++++ Text shown ++++

[comp.sources.misc] v03i066: Perl program for accumulating Usenet traffic statistics

jbuck@epimass.EPI.COM (Joe Buck) (06/29/88)
Posting-number: Volume 3, Issue 66
Submitted-by: "Joe Buck" <jbuck@epimass.EPI.COM>
Archive-name: newspaths

#! /bin/sh
# This is a shell archive, meaning:
# 1. Remove everything above the #! /bin/sh line.
# 2. Save the resulting text in a file.
# 3. Execute the file with /bin/sh (not csh) to create the files:
#	README
#	newspaths
#	newspaths.1
#	twoway
# This archive created: Tue Jun 28 19:52:10 1988
export PATH; PATH=/bin:$PATH
if test -f 'README'
then
	echo shar: will not over-write existing file "'README'"
else
cat << \SHAR_EOF > 'README'
Here's the stuff I used to generate the map in article <2249@epimass.epi.com>.
Have fun.  If only it drew the maps too -- maybe Brian Reid can attach
it to something.

- Joe

SHAR_EOF
fi # end of overwriting check
if test -f 'newspaths'
then
	echo shar: will not over-write existing file "'newspaths'"
else
cat << \SHAR_EOF > 'newspaths'
#! /usr/bin/perl

# Copyright 1988 by Joseph T. Buck, jbuck@epimass.epi.com.
# You may freely use and copy this program as long as you
# leave my name here.

# newspaths -- news path statistics gatherer

# This perl program scans through all the news on your spool
# (using the history file to find the articles) and prints
# out a sorted list of frequencies that each pair of hosts
# appears in the Path: headers.  That is, it determines how,
# on average, your news gets to you.
#
# If an argument is given, it is the name of a previous output
# of this program.  The figures are read in, and host pairs
# from articles newer than the input file are added in.
# So that this will work, the first line of the output of the
# program is of the form
# Last-ID: <5679@chinet.UUCP>
# (without the # sign).  It records the last Message-ID in the
# history file; to add new articles, we skip in the history file
# until we find it.

$skip = 0;
if ($#ARGV >= 0) {
    $ofile = $ARGV[0];
    die "Can't open $ofile!\n" unless open (of, $ofile);
# First line must contain last msgid to use.
    $_ = <of>;
    ($key, $last_id) = split (' ');
    die "Invalid input file format!\n" if ($key ne "Last-ID:");
    $skip = 1;
# Read in the old file.
    while (<of>) {
	($cnt, $pair) = split(' ');
	$pcount{$pair} = $cnt;
    }
}
# Let's go.

die "Can't open history file!\n" unless open (hist, "/usr/lib/news/history");
die "Can't cd to news spool directory!\n" unless chdir ("/usr/spool/news");

$np = $nlocal = 0;
while (<hist>) {
#
# $_ contains a line from the history file.  Parse it.

++++

§ Given problem A
Write out the stretch of the newspaths posting from "# You may freely" through "gets to you." with no changes.

++++ Data rows ++++

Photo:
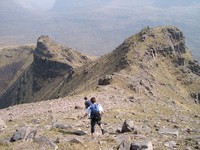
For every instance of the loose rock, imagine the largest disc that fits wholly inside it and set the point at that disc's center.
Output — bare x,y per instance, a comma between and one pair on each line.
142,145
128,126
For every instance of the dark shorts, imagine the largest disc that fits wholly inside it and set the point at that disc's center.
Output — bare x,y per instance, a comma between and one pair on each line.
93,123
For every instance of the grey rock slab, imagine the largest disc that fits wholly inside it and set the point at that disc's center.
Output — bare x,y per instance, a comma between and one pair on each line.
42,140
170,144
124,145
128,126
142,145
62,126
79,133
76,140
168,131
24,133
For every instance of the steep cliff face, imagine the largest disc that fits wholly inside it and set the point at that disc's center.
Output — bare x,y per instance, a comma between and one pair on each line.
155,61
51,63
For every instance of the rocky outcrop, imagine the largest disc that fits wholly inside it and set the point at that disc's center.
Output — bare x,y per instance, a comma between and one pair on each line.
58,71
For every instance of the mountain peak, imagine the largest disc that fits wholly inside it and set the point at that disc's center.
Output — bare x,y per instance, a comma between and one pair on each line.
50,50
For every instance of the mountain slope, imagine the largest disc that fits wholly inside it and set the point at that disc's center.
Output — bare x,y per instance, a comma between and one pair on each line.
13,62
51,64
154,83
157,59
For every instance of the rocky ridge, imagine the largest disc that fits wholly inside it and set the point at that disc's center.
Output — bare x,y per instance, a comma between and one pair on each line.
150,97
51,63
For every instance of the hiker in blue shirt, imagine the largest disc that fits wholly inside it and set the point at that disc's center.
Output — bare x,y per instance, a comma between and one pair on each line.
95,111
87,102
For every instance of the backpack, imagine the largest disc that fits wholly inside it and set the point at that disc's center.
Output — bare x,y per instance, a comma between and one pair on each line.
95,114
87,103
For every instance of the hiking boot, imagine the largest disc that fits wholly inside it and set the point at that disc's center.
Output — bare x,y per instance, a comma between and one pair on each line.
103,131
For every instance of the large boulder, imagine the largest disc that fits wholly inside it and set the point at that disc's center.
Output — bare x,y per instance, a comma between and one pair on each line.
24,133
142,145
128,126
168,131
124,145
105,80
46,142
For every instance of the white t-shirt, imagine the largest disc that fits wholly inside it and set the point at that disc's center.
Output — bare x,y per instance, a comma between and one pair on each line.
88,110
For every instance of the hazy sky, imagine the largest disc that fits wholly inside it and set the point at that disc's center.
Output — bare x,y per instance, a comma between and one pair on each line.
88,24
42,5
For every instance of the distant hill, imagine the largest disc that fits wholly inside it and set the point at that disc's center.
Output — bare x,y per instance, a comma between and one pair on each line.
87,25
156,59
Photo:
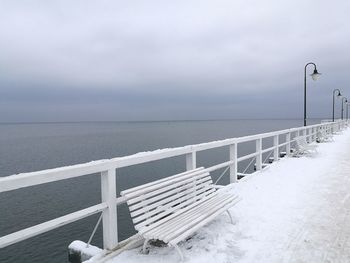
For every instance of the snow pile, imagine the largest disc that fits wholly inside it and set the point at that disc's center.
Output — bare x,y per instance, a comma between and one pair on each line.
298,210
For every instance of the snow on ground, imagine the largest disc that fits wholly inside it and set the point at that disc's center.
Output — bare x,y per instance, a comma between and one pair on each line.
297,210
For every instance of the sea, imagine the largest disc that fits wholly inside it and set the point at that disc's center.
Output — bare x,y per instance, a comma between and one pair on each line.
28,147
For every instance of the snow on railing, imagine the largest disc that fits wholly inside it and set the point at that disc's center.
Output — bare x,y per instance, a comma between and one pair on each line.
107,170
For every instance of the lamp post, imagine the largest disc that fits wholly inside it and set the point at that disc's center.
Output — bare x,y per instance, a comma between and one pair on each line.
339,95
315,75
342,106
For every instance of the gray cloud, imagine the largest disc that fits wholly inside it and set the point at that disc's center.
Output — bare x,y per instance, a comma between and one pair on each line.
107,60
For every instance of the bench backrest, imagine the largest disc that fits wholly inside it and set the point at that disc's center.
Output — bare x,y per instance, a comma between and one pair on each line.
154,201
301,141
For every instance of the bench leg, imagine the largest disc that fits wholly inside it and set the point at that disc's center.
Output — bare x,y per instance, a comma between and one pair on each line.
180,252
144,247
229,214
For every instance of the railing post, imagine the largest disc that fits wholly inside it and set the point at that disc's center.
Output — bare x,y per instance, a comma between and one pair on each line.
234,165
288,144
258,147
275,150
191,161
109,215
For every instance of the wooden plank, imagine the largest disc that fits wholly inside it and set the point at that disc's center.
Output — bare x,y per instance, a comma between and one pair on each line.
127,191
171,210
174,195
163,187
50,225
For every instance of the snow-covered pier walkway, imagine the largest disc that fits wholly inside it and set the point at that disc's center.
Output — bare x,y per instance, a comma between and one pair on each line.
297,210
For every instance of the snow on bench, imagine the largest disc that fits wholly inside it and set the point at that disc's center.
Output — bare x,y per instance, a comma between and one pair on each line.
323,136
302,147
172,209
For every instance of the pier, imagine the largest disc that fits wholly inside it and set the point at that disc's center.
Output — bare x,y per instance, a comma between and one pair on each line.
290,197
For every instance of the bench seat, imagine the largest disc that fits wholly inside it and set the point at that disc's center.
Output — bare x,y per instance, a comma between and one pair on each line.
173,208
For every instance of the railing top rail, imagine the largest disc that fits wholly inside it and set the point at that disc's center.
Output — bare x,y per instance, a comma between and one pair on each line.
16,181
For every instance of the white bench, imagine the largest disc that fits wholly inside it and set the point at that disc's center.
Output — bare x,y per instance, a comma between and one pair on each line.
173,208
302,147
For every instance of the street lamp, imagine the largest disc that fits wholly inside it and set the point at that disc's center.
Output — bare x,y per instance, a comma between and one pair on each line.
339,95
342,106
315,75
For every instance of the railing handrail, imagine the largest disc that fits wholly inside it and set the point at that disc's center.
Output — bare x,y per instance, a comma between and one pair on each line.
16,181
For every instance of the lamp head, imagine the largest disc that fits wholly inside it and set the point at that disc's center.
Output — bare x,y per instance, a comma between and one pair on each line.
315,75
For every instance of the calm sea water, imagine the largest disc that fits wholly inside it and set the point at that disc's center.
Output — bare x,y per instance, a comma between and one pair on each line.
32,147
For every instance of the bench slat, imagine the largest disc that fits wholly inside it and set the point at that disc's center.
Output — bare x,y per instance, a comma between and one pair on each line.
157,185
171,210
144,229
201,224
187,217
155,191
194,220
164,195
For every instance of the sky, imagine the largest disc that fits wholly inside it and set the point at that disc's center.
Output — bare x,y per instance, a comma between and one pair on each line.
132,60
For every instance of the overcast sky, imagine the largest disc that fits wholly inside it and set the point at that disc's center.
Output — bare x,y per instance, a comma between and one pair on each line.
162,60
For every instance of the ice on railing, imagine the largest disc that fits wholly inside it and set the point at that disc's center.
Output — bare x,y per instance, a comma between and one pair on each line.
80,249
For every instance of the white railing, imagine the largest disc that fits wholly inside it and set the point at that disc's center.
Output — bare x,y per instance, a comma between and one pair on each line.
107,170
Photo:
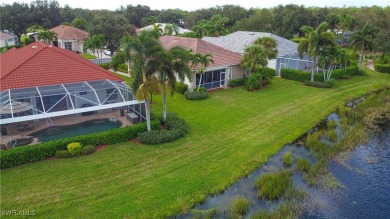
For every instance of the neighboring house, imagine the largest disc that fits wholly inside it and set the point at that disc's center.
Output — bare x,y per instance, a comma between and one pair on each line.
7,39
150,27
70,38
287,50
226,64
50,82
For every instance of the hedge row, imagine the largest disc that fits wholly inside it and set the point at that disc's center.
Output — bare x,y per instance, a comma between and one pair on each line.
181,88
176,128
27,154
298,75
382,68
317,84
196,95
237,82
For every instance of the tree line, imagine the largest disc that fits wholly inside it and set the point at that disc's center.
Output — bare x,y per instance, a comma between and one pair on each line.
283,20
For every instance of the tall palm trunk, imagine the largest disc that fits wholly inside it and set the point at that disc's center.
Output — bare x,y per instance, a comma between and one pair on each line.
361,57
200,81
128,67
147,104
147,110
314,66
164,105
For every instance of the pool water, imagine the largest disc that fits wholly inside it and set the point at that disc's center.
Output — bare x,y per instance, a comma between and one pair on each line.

++++

§ Given problem B
Pull out each line of the entries that contains the word "water".

§ Full response A
# You may freely use and copy this program as long as you
# leave my name here.

# newspaths -- news path statistics gatherer

# This perl program scans through all the news on your spool
# (using the history file to find the articles) and prints
# out a sorted list of frequencies that each pair of hosts
# appears in the Path: headers.  That is, it determines how,
# on average, your news gets to you.

§ Full response B
For every instance of the calm sea water, imagine the largest disc that fits wholly inside it and set the point at that disc's center.
For every instance of the pool water, imagine the largest disc that fits wholly inside it and set the point at that disc's center.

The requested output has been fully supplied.